### What this task involves
Render the listing, starting with the line with "of the out-of-focus" and going on through the line with "point(360, 176)", as a two-column CSV headed task and value. Give one row per item, with its wording under task and its answer under value, each in a single quoted field with line breaks turned into spaces.

┄┄┄┄┄┄

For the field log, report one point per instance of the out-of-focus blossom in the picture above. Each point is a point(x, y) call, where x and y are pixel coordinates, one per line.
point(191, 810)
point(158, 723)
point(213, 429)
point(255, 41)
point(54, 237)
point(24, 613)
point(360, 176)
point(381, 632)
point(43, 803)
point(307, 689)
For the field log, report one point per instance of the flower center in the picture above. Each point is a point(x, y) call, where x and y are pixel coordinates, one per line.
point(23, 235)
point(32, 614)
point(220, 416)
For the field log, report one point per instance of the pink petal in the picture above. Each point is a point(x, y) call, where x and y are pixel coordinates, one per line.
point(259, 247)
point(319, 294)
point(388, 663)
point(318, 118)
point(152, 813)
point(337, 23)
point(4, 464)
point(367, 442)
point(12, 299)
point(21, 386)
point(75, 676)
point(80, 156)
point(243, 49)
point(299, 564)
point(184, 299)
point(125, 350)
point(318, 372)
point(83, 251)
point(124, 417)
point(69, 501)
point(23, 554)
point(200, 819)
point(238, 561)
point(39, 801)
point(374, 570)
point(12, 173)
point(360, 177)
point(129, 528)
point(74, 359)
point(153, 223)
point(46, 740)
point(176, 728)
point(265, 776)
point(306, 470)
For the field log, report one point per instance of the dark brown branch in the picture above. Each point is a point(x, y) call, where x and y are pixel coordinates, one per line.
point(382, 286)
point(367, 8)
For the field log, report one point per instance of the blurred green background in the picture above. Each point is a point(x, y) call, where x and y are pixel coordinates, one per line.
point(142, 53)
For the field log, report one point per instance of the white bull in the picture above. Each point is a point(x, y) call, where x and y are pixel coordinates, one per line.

┄┄┄┄┄┄

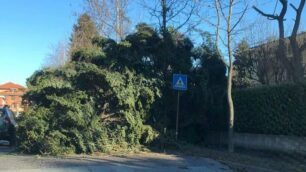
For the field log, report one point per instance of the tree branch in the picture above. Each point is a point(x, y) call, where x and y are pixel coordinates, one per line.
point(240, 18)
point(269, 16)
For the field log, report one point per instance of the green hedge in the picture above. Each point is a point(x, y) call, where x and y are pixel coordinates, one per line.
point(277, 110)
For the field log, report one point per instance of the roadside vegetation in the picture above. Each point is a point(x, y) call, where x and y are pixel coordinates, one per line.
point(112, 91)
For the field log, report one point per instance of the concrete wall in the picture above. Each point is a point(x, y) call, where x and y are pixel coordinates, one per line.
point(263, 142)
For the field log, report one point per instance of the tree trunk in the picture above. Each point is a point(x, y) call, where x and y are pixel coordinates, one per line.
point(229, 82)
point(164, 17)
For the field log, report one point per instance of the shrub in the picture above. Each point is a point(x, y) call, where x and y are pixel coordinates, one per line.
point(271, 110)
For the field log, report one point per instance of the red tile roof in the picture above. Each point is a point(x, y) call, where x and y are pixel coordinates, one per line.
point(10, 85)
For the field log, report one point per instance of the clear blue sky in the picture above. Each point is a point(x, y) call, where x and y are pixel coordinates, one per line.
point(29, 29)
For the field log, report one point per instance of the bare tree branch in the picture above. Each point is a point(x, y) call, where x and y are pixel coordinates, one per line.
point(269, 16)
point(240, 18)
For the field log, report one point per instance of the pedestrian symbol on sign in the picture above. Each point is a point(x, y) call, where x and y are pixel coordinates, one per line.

┄┄┄┄┄┄

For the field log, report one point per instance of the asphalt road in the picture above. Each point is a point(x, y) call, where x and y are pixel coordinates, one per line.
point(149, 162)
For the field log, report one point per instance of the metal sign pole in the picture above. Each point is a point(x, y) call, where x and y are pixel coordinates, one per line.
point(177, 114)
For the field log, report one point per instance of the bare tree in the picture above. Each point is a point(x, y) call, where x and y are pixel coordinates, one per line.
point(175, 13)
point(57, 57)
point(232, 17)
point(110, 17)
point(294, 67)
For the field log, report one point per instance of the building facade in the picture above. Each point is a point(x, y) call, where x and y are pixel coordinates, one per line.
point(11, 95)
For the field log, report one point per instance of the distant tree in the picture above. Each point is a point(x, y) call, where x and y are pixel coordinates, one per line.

┄┄┄┄┄┄

### Finished answer
task,value
"For the field log, report one point per instance of the out-of-focus blossom in the picture above. Each point is a point(x, y) call, where x and y are pixel coordinates, one per line.","point(191, 810) point(158, 723) point(213, 429) point(255, 41) point(54, 237) point(24, 613) point(360, 176)"